CHALLENGE 1:
Quote the HAN background notes below in full, word for word.

EXTRACT TO READ:
Bit of background information that may aid your understanding
  • There is only one HAN network, controlled by the coordinator, this also stores most of the keys as you say. The HAN has to be opened for joining for the initial network commissioning. This joining window is only open for a short while (for security reasons), maybe 5 minutes, or an hour, or even 24 hours. If the joining window is not open no new devices can join the HAN.
  • The keys are stored in non-volatile memory in each device, so if a device loses power it can “re-join” the network without the joining window being opened. However, if you reset a device, say restore to factory settings, then the keys are erased and the device can no longer join the HAN except by a repeat of the commissioning step.
  • Generally, the ESME does not push data to the IHD, the IHD polls the ESME for the data it needs. Similarly for the GSME, but because the GSME is mostly asleep, the IHD has to poll the gas proxy on the CH.
  • There is a keep-alive cluster in each device. The ESME polls the keep-alive in the CH to check that it is still there (so a heartbeat function) on a regular basis. If the ESME sees a number of consecutive fails of this heartbeat, it assumes the CH has failed/is being replaced, so it enters a TCSO (Trust Centre Swap Out) process. It scans all the Zigbee channels looking for the replacement CH. If it fails to find a new CH, then it goes back to look for the original CH.

CHALLENGE 2:
From the entries below, pull out every line that contains the string "lamp", treating uppercase and lowercase as different.

TASK INPUT:
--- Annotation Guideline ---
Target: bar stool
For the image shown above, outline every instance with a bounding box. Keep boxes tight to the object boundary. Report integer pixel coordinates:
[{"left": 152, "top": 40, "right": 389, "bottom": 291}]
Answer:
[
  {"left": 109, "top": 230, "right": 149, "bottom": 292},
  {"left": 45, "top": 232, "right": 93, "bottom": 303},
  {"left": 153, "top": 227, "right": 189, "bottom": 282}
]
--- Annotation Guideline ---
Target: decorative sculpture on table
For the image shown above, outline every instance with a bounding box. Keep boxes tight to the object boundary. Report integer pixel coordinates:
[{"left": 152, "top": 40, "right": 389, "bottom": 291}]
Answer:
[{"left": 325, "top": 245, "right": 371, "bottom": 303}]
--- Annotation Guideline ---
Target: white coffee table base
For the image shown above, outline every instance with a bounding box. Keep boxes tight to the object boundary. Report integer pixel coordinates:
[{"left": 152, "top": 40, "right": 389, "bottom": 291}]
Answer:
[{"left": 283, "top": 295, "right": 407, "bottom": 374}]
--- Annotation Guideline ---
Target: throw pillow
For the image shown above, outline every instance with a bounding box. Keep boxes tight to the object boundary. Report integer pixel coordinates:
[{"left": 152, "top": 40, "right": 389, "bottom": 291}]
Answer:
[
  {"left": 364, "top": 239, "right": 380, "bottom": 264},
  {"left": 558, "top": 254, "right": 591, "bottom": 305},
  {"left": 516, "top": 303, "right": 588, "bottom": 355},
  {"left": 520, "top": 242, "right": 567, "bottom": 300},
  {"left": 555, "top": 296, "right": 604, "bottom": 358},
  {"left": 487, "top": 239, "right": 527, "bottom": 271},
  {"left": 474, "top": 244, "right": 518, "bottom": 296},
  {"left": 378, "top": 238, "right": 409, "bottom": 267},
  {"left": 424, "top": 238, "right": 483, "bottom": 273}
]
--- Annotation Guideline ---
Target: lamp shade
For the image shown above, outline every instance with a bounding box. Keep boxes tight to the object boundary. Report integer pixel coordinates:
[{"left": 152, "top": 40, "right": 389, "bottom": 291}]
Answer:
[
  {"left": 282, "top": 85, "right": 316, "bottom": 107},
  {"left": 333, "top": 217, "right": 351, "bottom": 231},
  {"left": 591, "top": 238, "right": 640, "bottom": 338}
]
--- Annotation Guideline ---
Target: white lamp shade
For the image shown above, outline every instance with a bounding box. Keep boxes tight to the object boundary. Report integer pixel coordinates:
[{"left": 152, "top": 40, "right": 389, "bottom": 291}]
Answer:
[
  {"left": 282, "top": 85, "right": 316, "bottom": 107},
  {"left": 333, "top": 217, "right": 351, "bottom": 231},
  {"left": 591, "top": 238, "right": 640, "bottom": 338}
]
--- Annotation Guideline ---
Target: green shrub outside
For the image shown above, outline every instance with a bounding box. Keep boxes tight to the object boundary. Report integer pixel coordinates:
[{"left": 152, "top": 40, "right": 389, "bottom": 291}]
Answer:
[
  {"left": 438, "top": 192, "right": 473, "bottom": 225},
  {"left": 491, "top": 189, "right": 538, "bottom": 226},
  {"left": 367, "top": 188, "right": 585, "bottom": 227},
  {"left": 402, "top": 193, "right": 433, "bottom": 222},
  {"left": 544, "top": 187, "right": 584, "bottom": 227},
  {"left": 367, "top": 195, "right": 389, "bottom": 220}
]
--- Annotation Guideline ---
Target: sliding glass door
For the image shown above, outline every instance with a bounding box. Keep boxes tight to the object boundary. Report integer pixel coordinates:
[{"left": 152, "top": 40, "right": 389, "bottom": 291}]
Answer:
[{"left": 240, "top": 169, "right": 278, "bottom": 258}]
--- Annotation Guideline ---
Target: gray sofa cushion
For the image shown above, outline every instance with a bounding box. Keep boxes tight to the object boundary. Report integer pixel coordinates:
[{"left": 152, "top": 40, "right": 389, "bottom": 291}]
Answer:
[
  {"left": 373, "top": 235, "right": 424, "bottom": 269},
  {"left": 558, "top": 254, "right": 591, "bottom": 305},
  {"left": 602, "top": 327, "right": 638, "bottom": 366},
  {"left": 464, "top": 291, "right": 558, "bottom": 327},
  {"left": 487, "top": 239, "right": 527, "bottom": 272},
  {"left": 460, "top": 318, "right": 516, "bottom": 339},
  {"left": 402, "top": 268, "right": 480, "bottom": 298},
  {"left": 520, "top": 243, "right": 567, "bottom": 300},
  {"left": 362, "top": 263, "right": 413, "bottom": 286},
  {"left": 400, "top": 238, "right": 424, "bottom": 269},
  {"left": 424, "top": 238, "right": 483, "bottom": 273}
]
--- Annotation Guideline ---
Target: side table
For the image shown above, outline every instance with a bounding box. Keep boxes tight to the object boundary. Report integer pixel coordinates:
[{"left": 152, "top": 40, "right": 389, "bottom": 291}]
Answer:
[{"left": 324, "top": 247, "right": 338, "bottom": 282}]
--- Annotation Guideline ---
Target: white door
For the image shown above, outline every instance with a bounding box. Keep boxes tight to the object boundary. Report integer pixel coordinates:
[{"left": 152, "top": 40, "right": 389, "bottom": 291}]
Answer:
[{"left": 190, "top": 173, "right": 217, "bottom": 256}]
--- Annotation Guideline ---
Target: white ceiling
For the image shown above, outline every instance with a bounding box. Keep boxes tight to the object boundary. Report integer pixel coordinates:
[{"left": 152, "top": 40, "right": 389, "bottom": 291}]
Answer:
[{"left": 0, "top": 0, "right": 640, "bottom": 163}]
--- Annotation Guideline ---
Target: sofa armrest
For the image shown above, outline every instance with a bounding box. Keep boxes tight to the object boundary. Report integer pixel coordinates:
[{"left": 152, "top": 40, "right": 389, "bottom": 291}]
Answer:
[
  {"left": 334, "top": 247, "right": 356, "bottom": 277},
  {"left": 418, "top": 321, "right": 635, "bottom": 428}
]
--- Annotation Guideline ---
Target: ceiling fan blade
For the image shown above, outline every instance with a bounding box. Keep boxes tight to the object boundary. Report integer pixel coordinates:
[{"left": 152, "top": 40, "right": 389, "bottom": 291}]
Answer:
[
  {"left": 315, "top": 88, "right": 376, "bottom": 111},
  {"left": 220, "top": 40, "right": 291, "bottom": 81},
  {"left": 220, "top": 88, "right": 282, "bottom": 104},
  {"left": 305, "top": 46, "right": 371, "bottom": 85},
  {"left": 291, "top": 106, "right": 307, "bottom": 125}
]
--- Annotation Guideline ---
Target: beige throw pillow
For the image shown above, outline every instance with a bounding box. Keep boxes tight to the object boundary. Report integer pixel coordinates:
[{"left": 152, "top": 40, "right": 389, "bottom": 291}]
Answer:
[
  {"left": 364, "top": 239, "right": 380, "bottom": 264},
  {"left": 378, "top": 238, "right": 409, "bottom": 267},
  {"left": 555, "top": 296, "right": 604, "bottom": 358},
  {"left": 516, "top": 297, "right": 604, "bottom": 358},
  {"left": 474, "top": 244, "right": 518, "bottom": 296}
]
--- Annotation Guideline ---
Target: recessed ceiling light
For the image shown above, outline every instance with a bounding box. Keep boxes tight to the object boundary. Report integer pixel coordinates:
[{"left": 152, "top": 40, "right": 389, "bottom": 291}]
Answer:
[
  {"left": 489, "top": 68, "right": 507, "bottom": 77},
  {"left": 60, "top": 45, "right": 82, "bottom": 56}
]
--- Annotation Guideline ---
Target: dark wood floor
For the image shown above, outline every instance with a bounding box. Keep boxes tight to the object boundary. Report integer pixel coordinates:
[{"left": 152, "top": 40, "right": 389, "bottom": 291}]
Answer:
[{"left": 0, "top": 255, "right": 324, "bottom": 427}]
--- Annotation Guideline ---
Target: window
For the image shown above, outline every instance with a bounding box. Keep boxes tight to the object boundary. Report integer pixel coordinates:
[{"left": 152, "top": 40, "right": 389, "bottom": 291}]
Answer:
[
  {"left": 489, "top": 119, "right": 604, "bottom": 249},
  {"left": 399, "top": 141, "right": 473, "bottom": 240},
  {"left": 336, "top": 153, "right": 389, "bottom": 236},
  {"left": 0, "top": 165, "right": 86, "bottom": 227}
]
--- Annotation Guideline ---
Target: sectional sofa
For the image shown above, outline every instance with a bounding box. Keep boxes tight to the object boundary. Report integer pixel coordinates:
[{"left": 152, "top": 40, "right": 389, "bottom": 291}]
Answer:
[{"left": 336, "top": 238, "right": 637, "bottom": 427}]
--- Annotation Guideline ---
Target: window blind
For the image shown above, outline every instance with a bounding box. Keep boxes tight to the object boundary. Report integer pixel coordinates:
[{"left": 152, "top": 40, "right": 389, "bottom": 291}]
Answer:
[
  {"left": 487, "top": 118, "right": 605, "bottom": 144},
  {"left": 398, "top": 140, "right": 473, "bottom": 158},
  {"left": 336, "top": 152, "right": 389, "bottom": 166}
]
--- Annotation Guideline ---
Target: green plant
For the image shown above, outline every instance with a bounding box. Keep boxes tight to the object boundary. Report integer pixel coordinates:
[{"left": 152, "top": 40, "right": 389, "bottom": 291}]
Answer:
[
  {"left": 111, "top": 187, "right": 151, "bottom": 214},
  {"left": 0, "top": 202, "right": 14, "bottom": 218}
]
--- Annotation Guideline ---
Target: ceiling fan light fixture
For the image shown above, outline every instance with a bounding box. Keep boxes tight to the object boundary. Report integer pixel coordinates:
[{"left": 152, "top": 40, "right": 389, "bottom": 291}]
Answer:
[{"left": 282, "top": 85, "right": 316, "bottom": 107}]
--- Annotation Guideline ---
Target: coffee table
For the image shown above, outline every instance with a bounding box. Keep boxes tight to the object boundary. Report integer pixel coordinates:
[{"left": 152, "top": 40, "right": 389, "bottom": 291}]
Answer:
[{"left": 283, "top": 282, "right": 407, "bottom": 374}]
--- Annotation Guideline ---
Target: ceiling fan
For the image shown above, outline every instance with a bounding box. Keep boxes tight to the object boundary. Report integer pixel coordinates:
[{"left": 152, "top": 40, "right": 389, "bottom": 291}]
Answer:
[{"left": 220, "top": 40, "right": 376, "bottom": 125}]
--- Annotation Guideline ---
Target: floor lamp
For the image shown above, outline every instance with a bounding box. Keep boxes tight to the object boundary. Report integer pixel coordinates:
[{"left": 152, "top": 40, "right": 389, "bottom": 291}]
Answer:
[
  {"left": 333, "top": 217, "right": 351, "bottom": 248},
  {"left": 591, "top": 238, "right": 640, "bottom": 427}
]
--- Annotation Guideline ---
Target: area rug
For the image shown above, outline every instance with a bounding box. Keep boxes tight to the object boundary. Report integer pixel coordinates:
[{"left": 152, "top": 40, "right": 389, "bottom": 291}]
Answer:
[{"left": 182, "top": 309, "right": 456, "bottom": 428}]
==
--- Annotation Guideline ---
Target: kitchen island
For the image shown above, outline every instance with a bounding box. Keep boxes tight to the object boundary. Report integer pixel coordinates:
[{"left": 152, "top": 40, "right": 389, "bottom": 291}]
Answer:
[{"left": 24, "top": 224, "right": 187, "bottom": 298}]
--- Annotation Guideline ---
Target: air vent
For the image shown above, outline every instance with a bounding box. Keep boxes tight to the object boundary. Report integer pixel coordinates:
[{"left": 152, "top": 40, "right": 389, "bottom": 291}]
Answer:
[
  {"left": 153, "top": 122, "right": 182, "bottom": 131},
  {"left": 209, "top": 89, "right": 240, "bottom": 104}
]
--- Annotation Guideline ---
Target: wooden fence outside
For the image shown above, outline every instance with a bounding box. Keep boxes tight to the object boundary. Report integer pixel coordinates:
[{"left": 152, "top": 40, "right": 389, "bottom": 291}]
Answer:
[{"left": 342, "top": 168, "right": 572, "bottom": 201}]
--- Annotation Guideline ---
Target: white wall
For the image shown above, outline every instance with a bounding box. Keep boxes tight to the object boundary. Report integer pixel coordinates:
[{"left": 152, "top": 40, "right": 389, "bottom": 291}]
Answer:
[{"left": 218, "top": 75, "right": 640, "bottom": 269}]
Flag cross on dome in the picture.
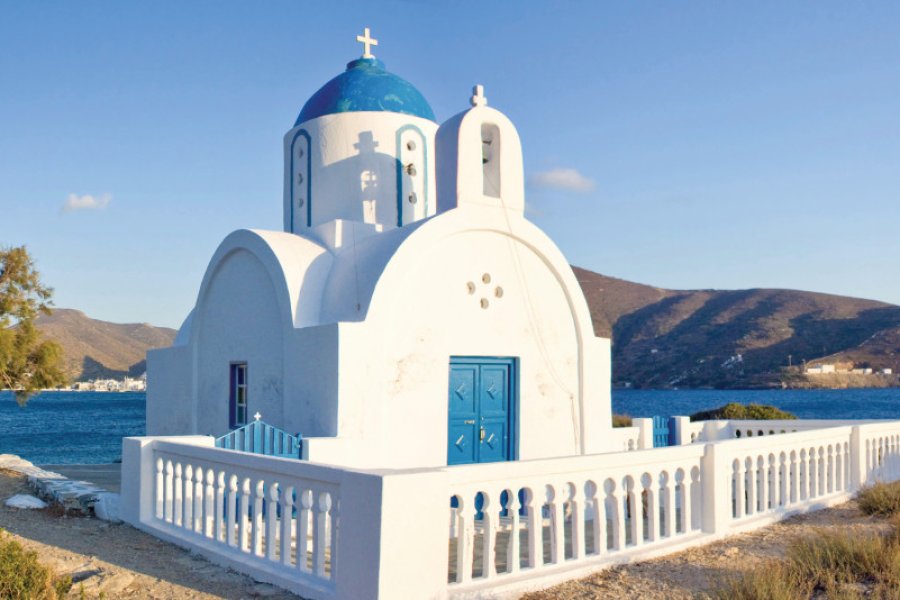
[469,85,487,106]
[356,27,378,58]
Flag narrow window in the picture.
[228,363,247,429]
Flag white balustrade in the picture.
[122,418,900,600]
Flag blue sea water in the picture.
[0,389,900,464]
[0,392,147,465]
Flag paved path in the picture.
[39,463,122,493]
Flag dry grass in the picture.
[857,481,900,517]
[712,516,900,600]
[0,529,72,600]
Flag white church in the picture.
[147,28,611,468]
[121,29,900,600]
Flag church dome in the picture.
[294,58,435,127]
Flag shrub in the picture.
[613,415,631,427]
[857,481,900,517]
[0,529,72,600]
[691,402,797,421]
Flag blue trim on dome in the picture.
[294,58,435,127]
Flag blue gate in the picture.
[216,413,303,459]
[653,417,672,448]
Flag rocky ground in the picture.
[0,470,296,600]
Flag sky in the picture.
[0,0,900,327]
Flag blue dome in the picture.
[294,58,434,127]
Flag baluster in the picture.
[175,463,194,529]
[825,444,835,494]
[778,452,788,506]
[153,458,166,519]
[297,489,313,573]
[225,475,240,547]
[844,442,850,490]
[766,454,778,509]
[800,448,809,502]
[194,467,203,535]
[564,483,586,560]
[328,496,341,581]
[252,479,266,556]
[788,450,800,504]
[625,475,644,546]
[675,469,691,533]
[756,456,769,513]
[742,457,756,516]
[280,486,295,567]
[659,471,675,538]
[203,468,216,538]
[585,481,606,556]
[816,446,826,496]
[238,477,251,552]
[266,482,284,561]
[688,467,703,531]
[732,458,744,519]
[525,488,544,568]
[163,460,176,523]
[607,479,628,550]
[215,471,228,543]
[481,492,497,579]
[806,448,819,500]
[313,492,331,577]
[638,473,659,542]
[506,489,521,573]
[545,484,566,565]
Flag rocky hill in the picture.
...
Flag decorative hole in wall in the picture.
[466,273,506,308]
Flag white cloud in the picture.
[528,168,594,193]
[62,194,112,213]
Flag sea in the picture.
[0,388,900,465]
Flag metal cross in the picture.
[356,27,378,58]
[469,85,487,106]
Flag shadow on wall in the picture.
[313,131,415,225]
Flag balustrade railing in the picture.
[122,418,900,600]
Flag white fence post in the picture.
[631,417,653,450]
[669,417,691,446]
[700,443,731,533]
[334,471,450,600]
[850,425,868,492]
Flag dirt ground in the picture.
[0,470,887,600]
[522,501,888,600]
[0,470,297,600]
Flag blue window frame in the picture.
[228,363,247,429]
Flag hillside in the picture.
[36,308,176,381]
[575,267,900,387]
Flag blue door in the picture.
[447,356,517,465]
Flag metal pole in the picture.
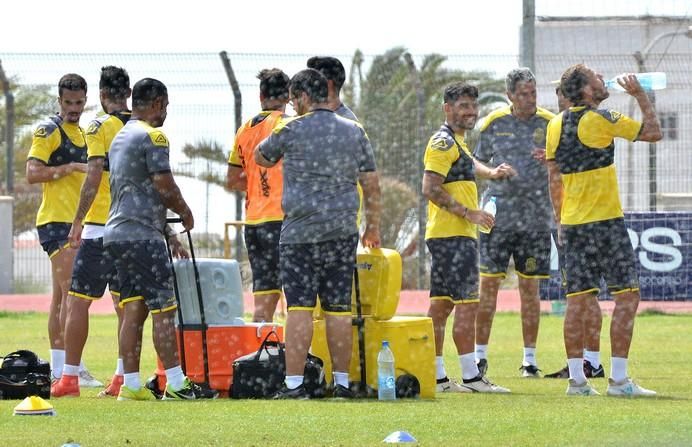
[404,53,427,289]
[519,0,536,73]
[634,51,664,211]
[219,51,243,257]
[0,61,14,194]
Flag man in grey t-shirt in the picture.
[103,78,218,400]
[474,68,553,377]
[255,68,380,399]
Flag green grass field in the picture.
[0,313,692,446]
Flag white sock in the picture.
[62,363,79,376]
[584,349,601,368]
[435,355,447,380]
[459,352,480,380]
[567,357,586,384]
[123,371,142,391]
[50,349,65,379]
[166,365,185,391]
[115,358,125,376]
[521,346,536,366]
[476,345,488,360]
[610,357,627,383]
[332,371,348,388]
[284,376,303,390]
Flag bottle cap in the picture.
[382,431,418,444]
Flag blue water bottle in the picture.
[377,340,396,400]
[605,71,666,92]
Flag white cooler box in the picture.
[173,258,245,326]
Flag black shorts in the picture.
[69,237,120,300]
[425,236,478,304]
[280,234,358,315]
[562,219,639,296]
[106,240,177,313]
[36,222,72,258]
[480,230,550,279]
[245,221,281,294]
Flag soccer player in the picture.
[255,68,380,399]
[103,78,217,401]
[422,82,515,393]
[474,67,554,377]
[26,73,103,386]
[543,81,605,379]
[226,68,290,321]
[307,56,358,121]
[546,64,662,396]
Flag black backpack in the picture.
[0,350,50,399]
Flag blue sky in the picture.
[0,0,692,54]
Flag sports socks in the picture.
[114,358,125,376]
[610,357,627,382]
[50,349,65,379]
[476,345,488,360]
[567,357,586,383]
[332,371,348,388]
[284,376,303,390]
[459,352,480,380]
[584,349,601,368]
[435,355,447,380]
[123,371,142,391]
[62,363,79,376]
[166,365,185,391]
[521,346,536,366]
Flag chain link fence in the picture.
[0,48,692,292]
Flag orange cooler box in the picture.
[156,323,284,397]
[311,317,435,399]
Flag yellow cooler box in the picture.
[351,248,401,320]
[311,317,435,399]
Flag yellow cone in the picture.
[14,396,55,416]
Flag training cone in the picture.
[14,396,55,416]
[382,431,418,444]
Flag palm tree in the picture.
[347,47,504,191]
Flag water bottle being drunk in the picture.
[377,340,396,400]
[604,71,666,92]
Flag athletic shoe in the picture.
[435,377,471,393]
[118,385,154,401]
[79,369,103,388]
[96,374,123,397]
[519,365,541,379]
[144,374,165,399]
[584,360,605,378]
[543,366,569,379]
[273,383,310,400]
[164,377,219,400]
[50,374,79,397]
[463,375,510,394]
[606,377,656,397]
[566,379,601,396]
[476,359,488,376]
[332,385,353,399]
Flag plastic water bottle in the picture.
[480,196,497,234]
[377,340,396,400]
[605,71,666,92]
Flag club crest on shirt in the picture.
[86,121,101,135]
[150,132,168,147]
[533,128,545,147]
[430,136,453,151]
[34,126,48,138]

EXPECTED ANSWER 1:
Bit of background information that may aid your understanding
  • There is only one HAN network, controlled by the coordinator, this also stores most of the keys as you say. The HAN has to be opened for joining for the initial network commissioning. This joining window is only open for a short while (for security reasons), maybe 5 minutes, or an hour, or even 24 hours. If the joining window is not open no new devices can join the HAN.
  • The keys are stored in non-volatile memory in each device, so if a device loses power it can “re-join” the network without the joining window being opened. However, if you reset a device, say restore to factory settings, then the keys are erased and the device can no longer join the HAN except by a repeat of the commissioning step.
  • Generally, the ESME does not push data to the IHD, the IHD polls the ESME for the data it needs. Similarly for the GSME, but because the GSME is mostly asleep, the IHD has to poll the gas proxy on the CH.
  • There is a keep-alive cluster in each device. The ESME polls the keep-alive in the CH to check that it is still there (so a heartbeat function) on a regular basis. If the ESME sees a number of consecutive fails of this heartbeat, it assumes the CH has failed/is being replaced, so it enters a TCSO (Trust Centre Swap Out) process. It scans all the Zigbee channels looking for the replacement CH. If it fails to find a new CH, then it goes back to look for the original CH.

EXPECTED ANSWER 2:
Target: lamp shade
Target: white lamp shade
Target: floor lamp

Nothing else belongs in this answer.